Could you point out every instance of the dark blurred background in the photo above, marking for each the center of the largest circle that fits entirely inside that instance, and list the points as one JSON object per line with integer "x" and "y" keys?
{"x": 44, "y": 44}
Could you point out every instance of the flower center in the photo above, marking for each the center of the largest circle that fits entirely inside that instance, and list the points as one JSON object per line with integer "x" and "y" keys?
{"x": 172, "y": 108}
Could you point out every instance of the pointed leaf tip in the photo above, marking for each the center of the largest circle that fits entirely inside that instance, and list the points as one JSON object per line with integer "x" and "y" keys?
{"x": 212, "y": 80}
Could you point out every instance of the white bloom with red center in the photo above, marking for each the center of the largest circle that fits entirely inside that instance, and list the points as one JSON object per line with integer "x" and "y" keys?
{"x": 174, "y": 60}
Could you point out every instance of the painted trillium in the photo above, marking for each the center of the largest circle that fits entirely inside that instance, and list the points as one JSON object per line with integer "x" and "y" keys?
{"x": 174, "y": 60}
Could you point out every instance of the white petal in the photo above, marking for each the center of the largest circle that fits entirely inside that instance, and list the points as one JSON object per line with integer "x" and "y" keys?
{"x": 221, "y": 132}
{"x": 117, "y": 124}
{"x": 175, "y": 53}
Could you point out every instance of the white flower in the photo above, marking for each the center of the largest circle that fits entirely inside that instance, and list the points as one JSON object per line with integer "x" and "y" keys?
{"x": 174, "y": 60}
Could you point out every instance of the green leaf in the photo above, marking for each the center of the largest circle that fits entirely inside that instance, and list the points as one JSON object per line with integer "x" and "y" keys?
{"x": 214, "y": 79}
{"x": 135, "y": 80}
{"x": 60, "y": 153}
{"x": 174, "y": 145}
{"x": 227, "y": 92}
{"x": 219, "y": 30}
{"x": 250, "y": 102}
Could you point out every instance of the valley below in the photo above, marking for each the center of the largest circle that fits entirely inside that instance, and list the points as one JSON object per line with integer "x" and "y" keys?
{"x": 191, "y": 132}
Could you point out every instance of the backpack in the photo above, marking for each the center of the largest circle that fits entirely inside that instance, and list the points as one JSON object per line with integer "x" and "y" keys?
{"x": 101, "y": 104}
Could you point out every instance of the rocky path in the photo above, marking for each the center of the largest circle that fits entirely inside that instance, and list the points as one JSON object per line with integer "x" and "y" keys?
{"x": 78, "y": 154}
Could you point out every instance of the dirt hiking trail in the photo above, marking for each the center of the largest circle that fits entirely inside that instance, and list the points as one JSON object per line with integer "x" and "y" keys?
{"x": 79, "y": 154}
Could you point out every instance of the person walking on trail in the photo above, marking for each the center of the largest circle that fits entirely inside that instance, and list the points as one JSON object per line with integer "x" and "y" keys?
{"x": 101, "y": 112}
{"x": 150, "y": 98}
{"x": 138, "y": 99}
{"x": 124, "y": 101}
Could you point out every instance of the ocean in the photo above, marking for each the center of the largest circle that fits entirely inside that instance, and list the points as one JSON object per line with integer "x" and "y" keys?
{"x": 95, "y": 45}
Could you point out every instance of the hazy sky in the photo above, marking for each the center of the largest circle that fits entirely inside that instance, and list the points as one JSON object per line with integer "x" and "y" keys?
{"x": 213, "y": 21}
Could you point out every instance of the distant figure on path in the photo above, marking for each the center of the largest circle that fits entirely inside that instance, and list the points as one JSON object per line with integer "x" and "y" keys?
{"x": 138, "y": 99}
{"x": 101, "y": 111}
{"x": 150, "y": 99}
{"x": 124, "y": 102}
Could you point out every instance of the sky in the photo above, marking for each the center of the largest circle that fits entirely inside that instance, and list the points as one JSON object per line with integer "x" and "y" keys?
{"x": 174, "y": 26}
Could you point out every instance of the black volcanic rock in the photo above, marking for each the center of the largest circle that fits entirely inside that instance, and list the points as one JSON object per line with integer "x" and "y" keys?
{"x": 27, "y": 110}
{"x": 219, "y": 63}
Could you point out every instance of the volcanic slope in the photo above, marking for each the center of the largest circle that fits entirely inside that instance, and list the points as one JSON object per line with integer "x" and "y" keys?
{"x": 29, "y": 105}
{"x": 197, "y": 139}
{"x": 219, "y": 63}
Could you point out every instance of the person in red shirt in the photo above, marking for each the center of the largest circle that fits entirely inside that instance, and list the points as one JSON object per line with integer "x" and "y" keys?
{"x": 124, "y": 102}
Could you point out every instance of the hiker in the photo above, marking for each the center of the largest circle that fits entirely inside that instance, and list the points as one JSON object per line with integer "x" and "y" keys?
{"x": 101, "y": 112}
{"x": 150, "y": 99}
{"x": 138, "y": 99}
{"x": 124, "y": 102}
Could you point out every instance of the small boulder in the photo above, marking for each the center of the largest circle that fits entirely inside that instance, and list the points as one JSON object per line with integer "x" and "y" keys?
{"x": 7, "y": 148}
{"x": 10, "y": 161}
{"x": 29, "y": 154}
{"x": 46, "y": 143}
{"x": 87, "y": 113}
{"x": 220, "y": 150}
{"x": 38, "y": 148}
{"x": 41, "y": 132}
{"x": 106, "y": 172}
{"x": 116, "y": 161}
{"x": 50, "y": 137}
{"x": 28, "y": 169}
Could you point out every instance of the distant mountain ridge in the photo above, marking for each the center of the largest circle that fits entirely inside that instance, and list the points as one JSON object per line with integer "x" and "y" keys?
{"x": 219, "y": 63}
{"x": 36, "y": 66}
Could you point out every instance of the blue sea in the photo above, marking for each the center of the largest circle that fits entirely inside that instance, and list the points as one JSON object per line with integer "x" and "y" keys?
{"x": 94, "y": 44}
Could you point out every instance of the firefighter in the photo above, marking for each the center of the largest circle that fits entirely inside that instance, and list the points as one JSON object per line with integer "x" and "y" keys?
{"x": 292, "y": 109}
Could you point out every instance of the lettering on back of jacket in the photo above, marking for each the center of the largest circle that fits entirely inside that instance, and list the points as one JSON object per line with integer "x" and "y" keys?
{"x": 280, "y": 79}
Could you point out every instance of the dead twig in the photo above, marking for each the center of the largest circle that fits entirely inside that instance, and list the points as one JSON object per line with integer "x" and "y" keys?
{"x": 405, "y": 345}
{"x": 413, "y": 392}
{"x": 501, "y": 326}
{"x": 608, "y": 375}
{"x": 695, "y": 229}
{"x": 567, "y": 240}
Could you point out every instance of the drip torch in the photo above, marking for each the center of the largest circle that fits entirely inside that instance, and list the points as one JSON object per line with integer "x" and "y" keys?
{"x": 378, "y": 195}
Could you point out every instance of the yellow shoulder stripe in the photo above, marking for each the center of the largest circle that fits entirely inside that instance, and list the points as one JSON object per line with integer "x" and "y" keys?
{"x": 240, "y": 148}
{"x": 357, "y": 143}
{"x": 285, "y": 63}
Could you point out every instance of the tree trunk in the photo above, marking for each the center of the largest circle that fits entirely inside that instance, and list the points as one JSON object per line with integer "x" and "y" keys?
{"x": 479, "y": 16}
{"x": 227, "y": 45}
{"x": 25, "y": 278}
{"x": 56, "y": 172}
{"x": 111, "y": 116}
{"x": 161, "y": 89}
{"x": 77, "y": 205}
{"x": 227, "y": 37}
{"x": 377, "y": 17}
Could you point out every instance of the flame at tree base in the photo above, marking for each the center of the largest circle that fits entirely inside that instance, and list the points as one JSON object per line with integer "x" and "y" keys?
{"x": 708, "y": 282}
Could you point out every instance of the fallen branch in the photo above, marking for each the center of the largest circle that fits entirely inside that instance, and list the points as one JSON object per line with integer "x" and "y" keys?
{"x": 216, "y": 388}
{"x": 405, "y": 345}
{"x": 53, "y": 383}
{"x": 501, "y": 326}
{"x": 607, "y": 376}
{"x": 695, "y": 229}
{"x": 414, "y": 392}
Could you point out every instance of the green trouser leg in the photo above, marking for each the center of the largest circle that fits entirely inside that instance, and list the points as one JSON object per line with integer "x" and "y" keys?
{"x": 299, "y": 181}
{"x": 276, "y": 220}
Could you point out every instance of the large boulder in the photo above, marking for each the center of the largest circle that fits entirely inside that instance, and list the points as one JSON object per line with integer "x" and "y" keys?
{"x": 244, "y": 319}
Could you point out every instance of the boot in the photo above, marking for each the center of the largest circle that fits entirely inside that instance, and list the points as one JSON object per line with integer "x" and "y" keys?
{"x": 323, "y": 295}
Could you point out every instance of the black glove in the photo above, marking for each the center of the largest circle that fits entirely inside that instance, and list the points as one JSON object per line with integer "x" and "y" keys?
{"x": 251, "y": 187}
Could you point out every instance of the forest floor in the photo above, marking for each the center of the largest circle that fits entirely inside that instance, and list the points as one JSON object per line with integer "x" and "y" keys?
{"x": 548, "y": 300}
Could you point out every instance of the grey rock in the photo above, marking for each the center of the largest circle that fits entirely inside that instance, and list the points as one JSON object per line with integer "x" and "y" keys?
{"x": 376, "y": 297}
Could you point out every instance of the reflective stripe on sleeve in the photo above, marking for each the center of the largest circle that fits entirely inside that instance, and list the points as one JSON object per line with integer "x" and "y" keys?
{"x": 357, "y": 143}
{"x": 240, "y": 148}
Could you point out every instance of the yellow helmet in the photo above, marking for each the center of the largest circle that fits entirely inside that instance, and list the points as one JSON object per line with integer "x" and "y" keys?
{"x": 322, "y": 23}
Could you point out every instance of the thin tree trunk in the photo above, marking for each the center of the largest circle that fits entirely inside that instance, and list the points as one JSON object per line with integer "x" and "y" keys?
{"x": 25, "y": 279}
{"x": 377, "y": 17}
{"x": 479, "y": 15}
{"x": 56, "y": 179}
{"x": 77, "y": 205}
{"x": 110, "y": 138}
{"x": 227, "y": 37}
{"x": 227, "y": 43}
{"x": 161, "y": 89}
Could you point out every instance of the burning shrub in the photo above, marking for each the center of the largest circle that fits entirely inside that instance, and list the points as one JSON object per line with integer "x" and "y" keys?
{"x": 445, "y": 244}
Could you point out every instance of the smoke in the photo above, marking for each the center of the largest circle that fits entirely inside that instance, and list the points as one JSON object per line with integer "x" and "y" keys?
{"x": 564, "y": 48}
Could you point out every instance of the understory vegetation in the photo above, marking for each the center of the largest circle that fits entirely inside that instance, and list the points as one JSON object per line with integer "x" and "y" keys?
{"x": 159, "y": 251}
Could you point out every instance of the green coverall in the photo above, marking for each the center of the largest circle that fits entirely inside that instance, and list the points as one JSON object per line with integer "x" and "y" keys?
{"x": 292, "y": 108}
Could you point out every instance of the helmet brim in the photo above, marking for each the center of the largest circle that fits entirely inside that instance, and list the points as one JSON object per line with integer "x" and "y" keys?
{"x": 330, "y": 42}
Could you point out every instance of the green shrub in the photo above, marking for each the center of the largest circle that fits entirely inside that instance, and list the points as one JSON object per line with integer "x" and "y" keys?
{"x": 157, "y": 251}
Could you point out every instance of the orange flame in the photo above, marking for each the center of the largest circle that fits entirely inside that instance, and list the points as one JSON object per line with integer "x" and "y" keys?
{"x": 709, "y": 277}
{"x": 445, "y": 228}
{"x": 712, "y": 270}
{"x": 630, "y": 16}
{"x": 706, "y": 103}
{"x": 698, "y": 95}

ABOUT THIS TASK
Produce an exact repeat of the lines from the one containing "Could you point out every instance of the orange" through the last line of the data, and nothing more.

EXERCISE RESPONSE
Could you point out every instance of the orange flame in the photo above, marking for each the center of the largest circle that fits entirely inside that instance, and list the points as one JSON object per line with integer "x" and "y" keys?
{"x": 709, "y": 277}
{"x": 445, "y": 228}
{"x": 712, "y": 270}
{"x": 630, "y": 16}
{"x": 706, "y": 103}
{"x": 698, "y": 95}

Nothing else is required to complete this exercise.